Stored data entries
####################

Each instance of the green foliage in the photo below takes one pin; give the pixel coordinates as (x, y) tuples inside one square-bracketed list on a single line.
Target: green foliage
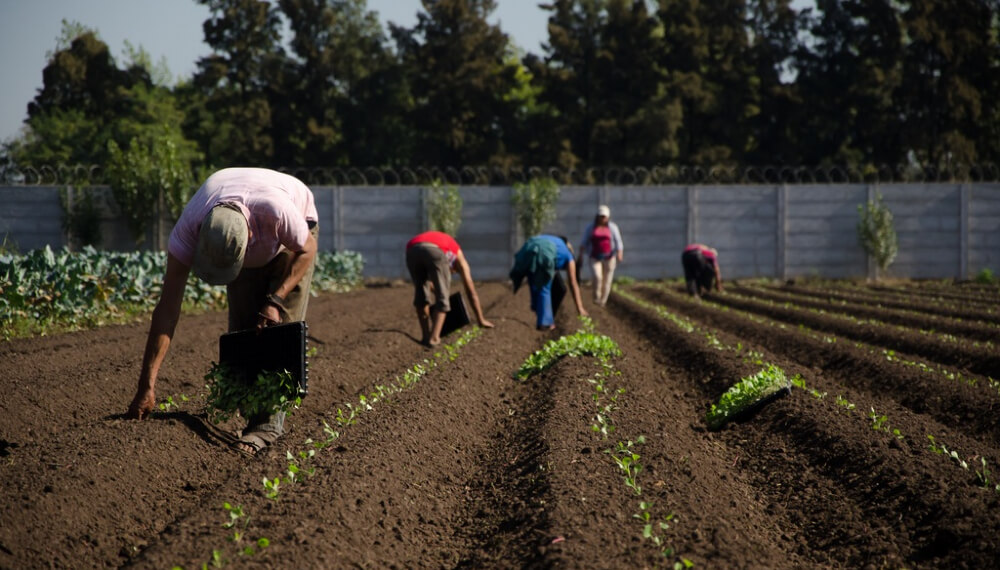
[(81, 216), (535, 204), (46, 289), (444, 205), (141, 176), (269, 392), (877, 233), (985, 276), (454, 62), (577, 344), (745, 393), (337, 271)]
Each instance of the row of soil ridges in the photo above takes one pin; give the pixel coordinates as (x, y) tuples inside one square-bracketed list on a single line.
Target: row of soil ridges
[(980, 358), (917, 316), (468, 467), (982, 311)]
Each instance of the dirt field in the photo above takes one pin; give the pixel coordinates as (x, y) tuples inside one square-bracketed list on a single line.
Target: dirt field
[(470, 468)]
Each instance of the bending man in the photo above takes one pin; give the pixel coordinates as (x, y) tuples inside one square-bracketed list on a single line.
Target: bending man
[(701, 269), (539, 261), (255, 231), (430, 258)]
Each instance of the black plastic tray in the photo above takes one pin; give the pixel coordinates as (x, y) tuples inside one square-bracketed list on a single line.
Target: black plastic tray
[(273, 349), (457, 317)]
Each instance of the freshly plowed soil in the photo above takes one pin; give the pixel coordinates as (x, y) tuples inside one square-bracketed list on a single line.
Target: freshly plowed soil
[(470, 468)]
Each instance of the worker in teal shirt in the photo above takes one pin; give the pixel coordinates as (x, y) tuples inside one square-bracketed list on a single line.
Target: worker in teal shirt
[(538, 261)]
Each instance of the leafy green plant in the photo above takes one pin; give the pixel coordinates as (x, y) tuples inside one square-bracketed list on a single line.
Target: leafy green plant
[(881, 423), (577, 344), (627, 459), (877, 233), (272, 488), (746, 393), (269, 392), (844, 403), (444, 208), (48, 290), (985, 276), (535, 204)]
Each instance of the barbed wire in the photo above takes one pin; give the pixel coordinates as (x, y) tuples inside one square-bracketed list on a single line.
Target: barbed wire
[(670, 175)]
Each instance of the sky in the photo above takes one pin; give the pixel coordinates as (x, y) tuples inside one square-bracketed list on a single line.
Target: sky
[(166, 29)]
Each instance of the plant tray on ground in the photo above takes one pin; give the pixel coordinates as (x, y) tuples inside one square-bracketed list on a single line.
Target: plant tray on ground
[(273, 349), (457, 317)]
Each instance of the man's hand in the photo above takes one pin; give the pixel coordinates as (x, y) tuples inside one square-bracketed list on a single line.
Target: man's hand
[(142, 405), (268, 316)]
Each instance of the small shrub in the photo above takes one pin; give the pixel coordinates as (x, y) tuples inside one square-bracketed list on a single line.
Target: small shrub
[(444, 206), (877, 233), (535, 204)]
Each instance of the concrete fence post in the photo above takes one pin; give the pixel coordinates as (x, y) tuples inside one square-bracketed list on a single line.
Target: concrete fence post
[(965, 196), (781, 231), (692, 222)]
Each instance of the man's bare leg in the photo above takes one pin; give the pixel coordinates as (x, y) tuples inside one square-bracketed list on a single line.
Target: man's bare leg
[(438, 318), (424, 316)]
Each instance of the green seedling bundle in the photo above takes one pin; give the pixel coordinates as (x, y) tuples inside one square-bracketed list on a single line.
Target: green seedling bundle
[(747, 394)]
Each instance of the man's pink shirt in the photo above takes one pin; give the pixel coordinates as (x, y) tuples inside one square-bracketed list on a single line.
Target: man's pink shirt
[(277, 207)]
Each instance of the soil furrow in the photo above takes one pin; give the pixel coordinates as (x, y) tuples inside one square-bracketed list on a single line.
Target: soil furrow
[(849, 460), (977, 359), (964, 311), (960, 406), (976, 331)]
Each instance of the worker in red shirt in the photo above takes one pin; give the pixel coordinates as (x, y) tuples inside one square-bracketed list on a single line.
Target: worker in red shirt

####################

> [How to complete this task]: Reproduce the records verbatim, omitting all images they contain.

> [Solution to the exercise]:
Each instance of the green foliage in the photo below takes one pin; give the pixel coordinates as (x, y) tuples inside one square-bracketed list on a single line.
Target: green foliage
[(81, 216), (535, 204), (46, 289), (444, 205), (141, 176), (269, 392), (877, 233), (985, 276), (454, 62), (577, 344), (745, 393), (337, 271)]
Each instance of the row of soil ridges in the photo above takes one pin; give the pixel coordinates as (x, y) tuples inside one square-bracketed list on a single line.
Target: row of soil ridges
[(980, 358), (917, 316), (468, 467), (982, 311)]
Each instance of the dirt field in the photo above takes one pin; give the pixel coordinates as (x, y) tuples inside one square-bracketed list on a single line.
Target: dirt field
[(470, 468)]
Each instance of the bending man in the photo above takes one pin; give the pixel coordinates as (x, y) tuples inside one square-bracketed list on a single line.
Target: bending man
[(701, 269), (539, 261), (255, 231), (430, 258)]
Each instance of the black plastic tray in the photo above takes one pin; give the pixel coordinates as (x, y) tuples inside one square-bracketed list on a single line.
Target: black plastic tray
[(273, 349), (457, 317)]
Each instance of the freshly plowed soil in the photo above takes one pin; give the pixel coordinates as (x, y) tuples inside one square-bracketed list on a single line.
Target: freshly plowed soil
[(470, 468)]
Each instance of the worker in teal shirt in the photo above takes one pin; give the pixel coordinates as (x, y) tuples inside one square-bracketed list on a single line.
Target: worker in teal shirt
[(538, 261)]
Each instance of the leafy green plant in the photo above takes one pin; give the pixel coordinates as (x, y) tuples inside one square-bracketed list on a single line.
Target: leafy green plant
[(881, 423), (577, 344), (627, 459), (877, 233), (272, 488), (746, 393), (269, 392), (844, 403), (444, 208), (48, 290), (985, 276), (535, 204)]
Each instance of the barbed wire in the photo above takes one pin; give the pixel coordinates as (x, y) tuples inside one square-bracketed list on a single line.
Target: barbed wire
[(670, 175)]
Each instance of the sky in the photo above takes one pin; give the pixel coordinates as (x, y) tuples inside one square-bracketed list on a single line.
Target: sky
[(166, 29)]
Each instance of the plant tray on ground in the photo above takes one pin; give the pixel coordinates as (x, y) tuples inside one square-bracketed list on a single line.
Target: plant tray on ground
[(273, 349), (457, 317)]
Each instance of the man's hand in the photo above takes one pin; give the pixel coordinates as (x, y) tuples inside one square-bracketed list on a single line.
Target: man's hand
[(142, 405), (268, 316)]
Each instance of the small shrub in the photo above takes one pin; give the pixel coordinates as (x, y) tuples inside one square-bracketed list on a single line.
Target: small shrub
[(444, 206), (877, 233), (535, 204)]
Each instance of the concrete fence post in the photo above takes one pin; give the pixel coordinates as (x, y) tuples inside one square-bracketed list on a single line.
Target: concrete fence post
[(965, 196), (781, 231), (692, 222)]
Each instance of the man's bare leg in the photo above takes one pin; give the pixel coordinates as (x, y) tuples inside one square-bracketed list on a single line.
Target: man's bare leg
[(438, 318), (424, 316)]
Each instance of the green seedling bundle in the photo above takes one pin; give the pixel coordinates as (x, y) tuples inside one square-bracketed list on a single line.
Target: green seedling bundle
[(747, 394)]
Each instance of the man's pink shirt in the photo above takes one pin; give the pixel coordinates as (x, y) tuples inside one square-bracketed list on a single line.
Target: man's pink shirt
[(277, 207)]
Each instance of the soil furrow in the photo above takes one pin; give the pixel coordinates as (x, y) tuples inside one square-bracketed list on a single line.
Target: soil furrow
[(849, 460), (977, 359), (964, 311), (960, 406), (976, 331)]
Each instance of the worker in red shirt in the photo above takes one pin; give the pixel coordinates as (x, y) tuples inside one square-bracketed list on a single line.
Target: worker in red shirt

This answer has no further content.